Ein sonderbarer und unbekannter Delahaye

 

Kürzlich kam mir ein altes Oldtimermagazin ’Markt’ aus dem Jahr 1986 in die Hände. Ich öffnete es und sofort fiel mir ein kleines schwarz/weiss-Bild auf bei den Kleinanzeigen. Unter der Marke Delahaye war ein heruntergekommenes Cabriolet zu sehen.

Delahaye Nemecek

Dieses Bild aus der Zeitschrift ‘Markt für klassische Automobile und Motorräder’ von 1986 erweckte die Aufmerksamkeit.

══════════

Aufgabe — Schreiben Sie aus dem Text über den Delahaye die Stelle von „Kürzlich kam mir“ bis einschließlich „erweckte die Aufmerksamkeit.“ wortgetreu ab. Die Einträge sind eigenständiges Material und gehören nicht zum Text über den Delahaye.

══════════

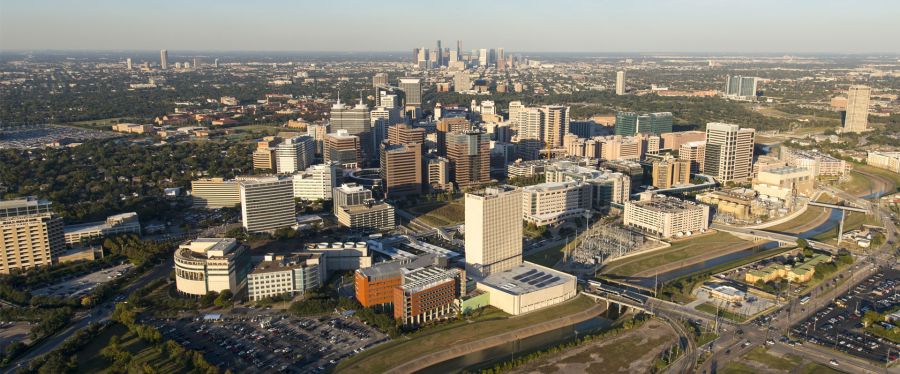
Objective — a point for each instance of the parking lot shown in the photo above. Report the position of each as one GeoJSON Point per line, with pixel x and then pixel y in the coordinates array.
{"type": "Point", "coordinates": [83, 285]}
{"type": "Point", "coordinates": [839, 325]}
{"type": "Point", "coordinates": [265, 341]}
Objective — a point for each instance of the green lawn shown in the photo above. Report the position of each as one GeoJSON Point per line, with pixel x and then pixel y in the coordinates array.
{"type": "Point", "coordinates": [679, 251]}
{"type": "Point", "coordinates": [388, 355]}
{"type": "Point", "coordinates": [90, 360]}
{"type": "Point", "coordinates": [547, 257]}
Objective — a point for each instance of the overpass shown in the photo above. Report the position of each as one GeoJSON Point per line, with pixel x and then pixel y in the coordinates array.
{"type": "Point", "coordinates": [781, 238]}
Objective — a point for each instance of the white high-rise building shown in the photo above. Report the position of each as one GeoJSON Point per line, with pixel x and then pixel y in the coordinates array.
{"type": "Point", "coordinates": [493, 231]}
{"type": "Point", "coordinates": [857, 117]}
{"type": "Point", "coordinates": [315, 183]}
{"type": "Point", "coordinates": [267, 204]}
{"type": "Point", "coordinates": [729, 152]}
{"type": "Point", "coordinates": [295, 154]}
{"type": "Point", "coordinates": [620, 82]}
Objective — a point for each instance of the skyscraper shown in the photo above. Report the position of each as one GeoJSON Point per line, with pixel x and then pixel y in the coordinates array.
{"type": "Point", "coordinates": [493, 231]}
{"type": "Point", "coordinates": [729, 152]}
{"type": "Point", "coordinates": [620, 82]}
{"type": "Point", "coordinates": [470, 157]}
{"type": "Point", "coordinates": [164, 59]}
{"type": "Point", "coordinates": [857, 117]}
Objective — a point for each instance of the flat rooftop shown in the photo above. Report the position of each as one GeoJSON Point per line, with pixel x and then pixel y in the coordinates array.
{"type": "Point", "coordinates": [526, 278]}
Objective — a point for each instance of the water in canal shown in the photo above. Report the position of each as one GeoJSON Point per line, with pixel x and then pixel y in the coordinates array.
{"type": "Point", "coordinates": [489, 357]}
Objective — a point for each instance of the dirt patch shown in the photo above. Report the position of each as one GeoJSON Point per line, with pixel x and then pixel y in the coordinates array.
{"type": "Point", "coordinates": [633, 351]}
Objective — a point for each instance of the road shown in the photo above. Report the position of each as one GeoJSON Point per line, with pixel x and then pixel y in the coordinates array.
{"type": "Point", "coordinates": [98, 313]}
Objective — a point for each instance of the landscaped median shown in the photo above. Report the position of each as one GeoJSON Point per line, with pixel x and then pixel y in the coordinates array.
{"type": "Point", "coordinates": [480, 332]}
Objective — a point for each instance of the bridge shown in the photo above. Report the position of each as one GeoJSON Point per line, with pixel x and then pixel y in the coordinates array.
{"type": "Point", "coordinates": [781, 238]}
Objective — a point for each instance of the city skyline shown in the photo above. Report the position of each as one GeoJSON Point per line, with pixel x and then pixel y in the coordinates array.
{"type": "Point", "coordinates": [690, 27]}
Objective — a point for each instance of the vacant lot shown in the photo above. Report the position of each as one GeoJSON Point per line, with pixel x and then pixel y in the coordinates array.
{"type": "Point", "coordinates": [633, 351]}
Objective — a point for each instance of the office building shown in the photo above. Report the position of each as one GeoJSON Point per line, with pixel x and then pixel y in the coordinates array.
{"type": "Point", "coordinates": [857, 116]}
{"type": "Point", "coordinates": [315, 183]}
{"type": "Point", "coordinates": [401, 169]}
{"type": "Point", "coordinates": [264, 156]}
{"type": "Point", "coordinates": [350, 194]}
{"type": "Point", "coordinates": [31, 235]}
{"type": "Point", "coordinates": [214, 193]}
{"type": "Point", "coordinates": [740, 87]}
{"type": "Point", "coordinates": [729, 152]}
{"type": "Point", "coordinates": [665, 216]}
{"type": "Point", "coordinates": [620, 82]}
{"type": "Point", "coordinates": [267, 204]}
{"type": "Point", "coordinates": [295, 154]}
{"type": "Point", "coordinates": [207, 265]}
{"type": "Point", "coordinates": [553, 202]}
{"type": "Point", "coordinates": [493, 236]}
{"type": "Point", "coordinates": [555, 124]}
{"type": "Point", "coordinates": [470, 158]}
{"type": "Point", "coordinates": [368, 216]}
{"type": "Point", "coordinates": [164, 59]}
{"type": "Point", "coordinates": [671, 172]}
{"type": "Point", "coordinates": [342, 148]}
{"type": "Point", "coordinates": [125, 223]}
{"type": "Point", "coordinates": [630, 123]}
{"type": "Point", "coordinates": [884, 160]}
{"type": "Point", "coordinates": [285, 275]}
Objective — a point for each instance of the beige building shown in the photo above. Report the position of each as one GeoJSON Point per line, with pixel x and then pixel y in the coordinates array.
{"type": "Point", "coordinates": [552, 202]}
{"type": "Point", "coordinates": [493, 230]}
{"type": "Point", "coordinates": [729, 152]}
{"type": "Point", "coordinates": [211, 264]}
{"type": "Point", "coordinates": [694, 153]}
{"type": "Point", "coordinates": [287, 275]}
{"type": "Point", "coordinates": [785, 183]}
{"type": "Point", "coordinates": [267, 204]}
{"type": "Point", "coordinates": [125, 223]}
{"type": "Point", "coordinates": [857, 117]}
{"type": "Point", "coordinates": [666, 216]}
{"type": "Point", "coordinates": [30, 234]}
{"type": "Point", "coordinates": [527, 287]}
{"type": "Point", "coordinates": [884, 160]}
{"type": "Point", "coordinates": [213, 193]}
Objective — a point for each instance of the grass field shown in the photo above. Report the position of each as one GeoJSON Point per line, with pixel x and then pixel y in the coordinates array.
{"type": "Point", "coordinates": [440, 214]}
{"type": "Point", "coordinates": [547, 257]}
{"type": "Point", "coordinates": [388, 355]}
{"type": "Point", "coordinates": [679, 251]}
{"type": "Point", "coordinates": [90, 360]}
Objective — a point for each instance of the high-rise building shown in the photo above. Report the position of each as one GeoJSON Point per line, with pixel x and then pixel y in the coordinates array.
{"type": "Point", "coordinates": [380, 80]}
{"type": "Point", "coordinates": [620, 82]}
{"type": "Point", "coordinates": [164, 59]}
{"type": "Point", "coordinates": [729, 152]}
{"type": "Point", "coordinates": [469, 153]}
{"type": "Point", "coordinates": [214, 193]}
{"type": "Point", "coordinates": [493, 231]}
{"type": "Point", "coordinates": [631, 123]}
{"type": "Point", "coordinates": [267, 204]}
{"type": "Point", "coordinates": [343, 148]}
{"type": "Point", "coordinates": [401, 169]}
{"type": "Point", "coordinates": [555, 124]}
{"type": "Point", "coordinates": [30, 234]}
{"type": "Point", "coordinates": [695, 154]}
{"type": "Point", "coordinates": [315, 183]}
{"type": "Point", "coordinates": [857, 117]}
{"type": "Point", "coordinates": [295, 154]}
{"type": "Point", "coordinates": [740, 87]}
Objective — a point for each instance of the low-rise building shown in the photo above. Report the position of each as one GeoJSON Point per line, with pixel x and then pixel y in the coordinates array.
{"type": "Point", "coordinates": [285, 275]}
{"type": "Point", "coordinates": [666, 216]}
{"type": "Point", "coordinates": [211, 264]}
{"type": "Point", "coordinates": [125, 223]}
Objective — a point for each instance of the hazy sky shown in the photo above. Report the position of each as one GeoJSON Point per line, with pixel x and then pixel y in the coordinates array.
{"type": "Point", "coordinates": [796, 26]}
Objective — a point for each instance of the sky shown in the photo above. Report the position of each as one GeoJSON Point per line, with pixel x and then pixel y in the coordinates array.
{"type": "Point", "coordinates": [709, 26]}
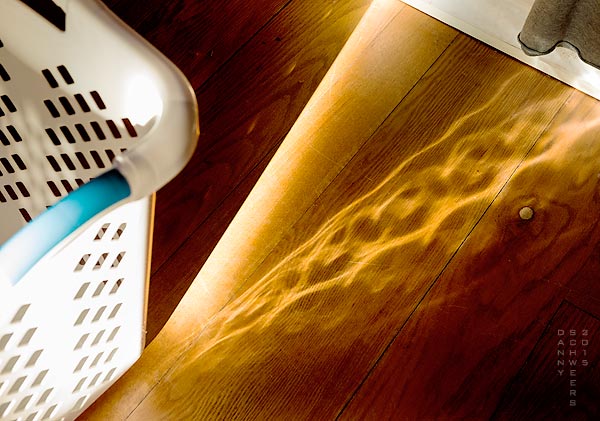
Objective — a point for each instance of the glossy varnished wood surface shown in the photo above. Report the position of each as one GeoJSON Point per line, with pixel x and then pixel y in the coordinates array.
{"type": "Point", "coordinates": [379, 269]}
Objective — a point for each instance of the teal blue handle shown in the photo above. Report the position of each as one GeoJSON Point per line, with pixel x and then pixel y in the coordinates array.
{"type": "Point", "coordinates": [32, 242]}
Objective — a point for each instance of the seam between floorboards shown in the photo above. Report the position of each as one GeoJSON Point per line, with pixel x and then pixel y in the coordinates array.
{"type": "Point", "coordinates": [209, 321]}
{"type": "Point", "coordinates": [426, 293]}
{"type": "Point", "coordinates": [202, 86]}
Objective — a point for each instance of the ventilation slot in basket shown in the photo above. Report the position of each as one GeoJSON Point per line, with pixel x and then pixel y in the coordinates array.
{"type": "Point", "coordinates": [4, 74]}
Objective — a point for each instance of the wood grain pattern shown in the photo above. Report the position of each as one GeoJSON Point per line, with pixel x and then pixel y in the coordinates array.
{"type": "Point", "coordinates": [198, 36]}
{"type": "Point", "coordinates": [489, 307]}
{"type": "Point", "coordinates": [560, 380]}
{"type": "Point", "coordinates": [324, 30]}
{"type": "Point", "coordinates": [246, 110]}
{"type": "Point", "coordinates": [392, 277]}
{"type": "Point", "coordinates": [308, 325]}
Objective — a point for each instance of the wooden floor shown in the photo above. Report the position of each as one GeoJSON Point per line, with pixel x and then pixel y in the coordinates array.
{"type": "Point", "coordinates": [356, 211]}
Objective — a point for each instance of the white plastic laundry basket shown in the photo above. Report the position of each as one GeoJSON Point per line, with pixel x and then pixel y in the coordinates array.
{"type": "Point", "coordinates": [92, 121]}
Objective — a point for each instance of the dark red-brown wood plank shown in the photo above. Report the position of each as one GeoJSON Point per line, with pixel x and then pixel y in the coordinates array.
{"type": "Point", "coordinates": [483, 317]}
{"type": "Point", "coordinates": [561, 378]}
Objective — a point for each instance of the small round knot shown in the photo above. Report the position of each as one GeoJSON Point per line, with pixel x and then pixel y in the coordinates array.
{"type": "Point", "coordinates": [526, 213]}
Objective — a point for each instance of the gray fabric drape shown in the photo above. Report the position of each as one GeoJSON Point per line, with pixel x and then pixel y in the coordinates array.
{"type": "Point", "coordinates": [570, 23]}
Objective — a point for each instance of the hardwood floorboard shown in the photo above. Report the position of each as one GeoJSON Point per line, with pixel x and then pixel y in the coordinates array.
{"type": "Point", "coordinates": [309, 324]}
{"type": "Point", "coordinates": [368, 83]}
{"type": "Point", "coordinates": [265, 95]}
{"type": "Point", "coordinates": [561, 379]}
{"type": "Point", "coordinates": [487, 311]}
{"type": "Point", "coordinates": [198, 36]}
{"type": "Point", "coordinates": [246, 111]}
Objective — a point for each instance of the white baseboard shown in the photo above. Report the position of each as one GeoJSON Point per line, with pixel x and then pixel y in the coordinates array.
{"type": "Point", "coordinates": [498, 23]}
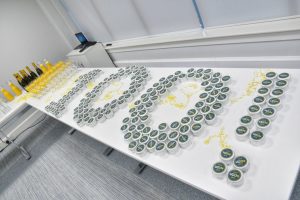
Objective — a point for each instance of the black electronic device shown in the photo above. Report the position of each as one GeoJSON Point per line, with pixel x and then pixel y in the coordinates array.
{"type": "Point", "coordinates": [84, 43]}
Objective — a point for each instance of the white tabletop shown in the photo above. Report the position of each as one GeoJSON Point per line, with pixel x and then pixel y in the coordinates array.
{"type": "Point", "coordinates": [273, 166]}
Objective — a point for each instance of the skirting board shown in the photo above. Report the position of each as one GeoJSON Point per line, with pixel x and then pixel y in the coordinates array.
{"type": "Point", "coordinates": [238, 62]}
{"type": "Point", "coordinates": [32, 118]}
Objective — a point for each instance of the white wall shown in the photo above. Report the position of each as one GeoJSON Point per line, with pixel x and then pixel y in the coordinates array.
{"type": "Point", "coordinates": [26, 35]}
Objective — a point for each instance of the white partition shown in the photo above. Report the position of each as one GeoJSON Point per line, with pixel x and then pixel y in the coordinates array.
{"type": "Point", "coordinates": [220, 12]}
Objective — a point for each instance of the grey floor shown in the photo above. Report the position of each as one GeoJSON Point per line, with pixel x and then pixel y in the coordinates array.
{"type": "Point", "coordinates": [72, 167]}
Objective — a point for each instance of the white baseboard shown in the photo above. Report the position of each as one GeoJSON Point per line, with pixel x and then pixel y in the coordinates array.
{"type": "Point", "coordinates": [248, 62]}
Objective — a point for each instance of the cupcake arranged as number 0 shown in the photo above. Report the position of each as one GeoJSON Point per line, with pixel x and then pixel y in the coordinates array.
{"type": "Point", "coordinates": [171, 136]}
{"type": "Point", "coordinates": [85, 114]}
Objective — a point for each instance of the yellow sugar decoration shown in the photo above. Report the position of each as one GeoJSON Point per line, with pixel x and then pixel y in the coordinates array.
{"type": "Point", "coordinates": [221, 136]}
{"type": "Point", "coordinates": [90, 85]}
{"type": "Point", "coordinates": [131, 105]}
{"type": "Point", "coordinates": [24, 97]}
{"type": "Point", "coordinates": [187, 91]}
{"type": "Point", "coordinates": [252, 86]}
{"type": "Point", "coordinates": [116, 91]}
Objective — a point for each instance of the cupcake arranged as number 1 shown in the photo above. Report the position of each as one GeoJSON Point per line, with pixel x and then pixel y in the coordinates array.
{"type": "Point", "coordinates": [262, 112]}
{"type": "Point", "coordinates": [172, 136]}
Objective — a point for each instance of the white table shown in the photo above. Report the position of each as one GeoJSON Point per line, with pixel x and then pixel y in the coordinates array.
{"type": "Point", "coordinates": [273, 166]}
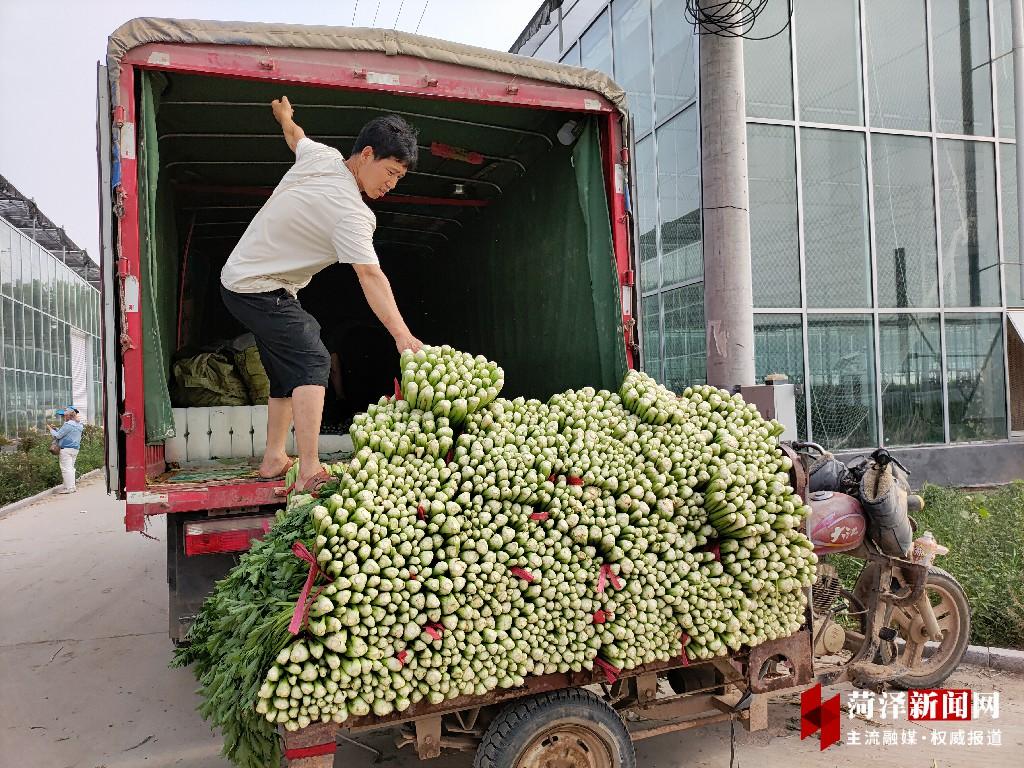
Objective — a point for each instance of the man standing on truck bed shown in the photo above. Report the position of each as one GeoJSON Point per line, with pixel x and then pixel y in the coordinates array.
{"type": "Point", "coordinates": [314, 217]}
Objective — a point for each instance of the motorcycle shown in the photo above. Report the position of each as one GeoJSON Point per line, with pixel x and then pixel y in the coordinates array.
{"type": "Point", "coordinates": [905, 622]}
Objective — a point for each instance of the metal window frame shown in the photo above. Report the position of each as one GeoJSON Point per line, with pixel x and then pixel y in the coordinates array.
{"type": "Point", "coordinates": [999, 237]}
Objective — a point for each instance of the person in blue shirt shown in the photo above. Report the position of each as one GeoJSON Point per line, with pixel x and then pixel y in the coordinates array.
{"type": "Point", "coordinates": [69, 439]}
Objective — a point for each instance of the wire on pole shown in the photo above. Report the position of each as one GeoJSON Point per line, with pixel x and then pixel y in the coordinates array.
{"type": "Point", "coordinates": [730, 17]}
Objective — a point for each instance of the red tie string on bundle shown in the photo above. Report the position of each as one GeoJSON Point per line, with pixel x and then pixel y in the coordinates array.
{"type": "Point", "coordinates": [328, 748]}
{"type": "Point", "coordinates": [301, 612]}
{"type": "Point", "coordinates": [521, 573]}
{"type": "Point", "coordinates": [610, 671]}
{"type": "Point", "coordinates": [604, 577]}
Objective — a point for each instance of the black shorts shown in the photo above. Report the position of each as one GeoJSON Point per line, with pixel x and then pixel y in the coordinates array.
{"type": "Point", "coordinates": [287, 337]}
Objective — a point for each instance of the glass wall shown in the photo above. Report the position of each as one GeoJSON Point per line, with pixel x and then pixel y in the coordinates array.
{"type": "Point", "coordinates": [882, 168]}
{"type": "Point", "coordinates": [882, 173]}
{"type": "Point", "coordinates": [41, 300]}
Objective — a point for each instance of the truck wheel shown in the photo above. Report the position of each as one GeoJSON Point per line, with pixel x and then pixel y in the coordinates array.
{"type": "Point", "coordinates": [570, 728]}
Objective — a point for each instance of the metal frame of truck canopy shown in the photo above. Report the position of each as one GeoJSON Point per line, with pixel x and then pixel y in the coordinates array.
{"type": "Point", "coordinates": [363, 60]}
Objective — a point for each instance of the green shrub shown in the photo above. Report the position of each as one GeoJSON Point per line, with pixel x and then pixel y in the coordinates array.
{"type": "Point", "coordinates": [33, 468]}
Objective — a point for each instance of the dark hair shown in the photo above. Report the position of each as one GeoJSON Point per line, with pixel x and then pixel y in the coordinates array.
{"type": "Point", "coordinates": [388, 136]}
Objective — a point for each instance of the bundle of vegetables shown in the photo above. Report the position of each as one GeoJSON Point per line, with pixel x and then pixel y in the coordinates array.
{"type": "Point", "coordinates": [596, 529]}
{"type": "Point", "coordinates": [238, 633]}
{"type": "Point", "coordinates": [449, 382]}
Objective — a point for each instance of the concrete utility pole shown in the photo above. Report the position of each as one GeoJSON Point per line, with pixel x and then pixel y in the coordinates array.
{"type": "Point", "coordinates": [728, 285]}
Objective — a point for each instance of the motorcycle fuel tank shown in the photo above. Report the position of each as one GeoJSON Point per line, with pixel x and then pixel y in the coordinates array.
{"type": "Point", "coordinates": [836, 523]}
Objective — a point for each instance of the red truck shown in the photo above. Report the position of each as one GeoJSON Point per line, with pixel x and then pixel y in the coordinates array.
{"type": "Point", "coordinates": [511, 239]}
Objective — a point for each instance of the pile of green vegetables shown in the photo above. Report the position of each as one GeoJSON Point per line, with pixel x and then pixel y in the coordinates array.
{"type": "Point", "coordinates": [477, 541]}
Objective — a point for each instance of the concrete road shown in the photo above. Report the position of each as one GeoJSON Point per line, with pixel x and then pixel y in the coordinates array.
{"type": "Point", "coordinates": [84, 679]}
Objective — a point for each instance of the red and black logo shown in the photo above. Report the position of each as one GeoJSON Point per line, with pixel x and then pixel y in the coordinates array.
{"type": "Point", "coordinates": [815, 716]}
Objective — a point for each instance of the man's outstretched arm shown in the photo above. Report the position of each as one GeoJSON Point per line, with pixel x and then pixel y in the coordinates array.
{"type": "Point", "coordinates": [377, 289]}
{"type": "Point", "coordinates": [283, 113]}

══════════

Lösung —
Kürzlich kam mir ein altes Oldtimermagazin ’Markt’ aus dem Jahr 1986 in die Hände. Ich öffnete es und sofort fiel mir ein kleines schwarz/weiss-Bild auf bei den Kleinanzeigen. Unter der Marke Delahaye war ein heruntergekommenes Cabriolet zu sehen.

Delahaye Nemecek

Dieses Bild aus der Zeitschrift ‘Markt für klassische Automobile und Motorräder’ von 1986 erweckte die Aufmerksamkeit.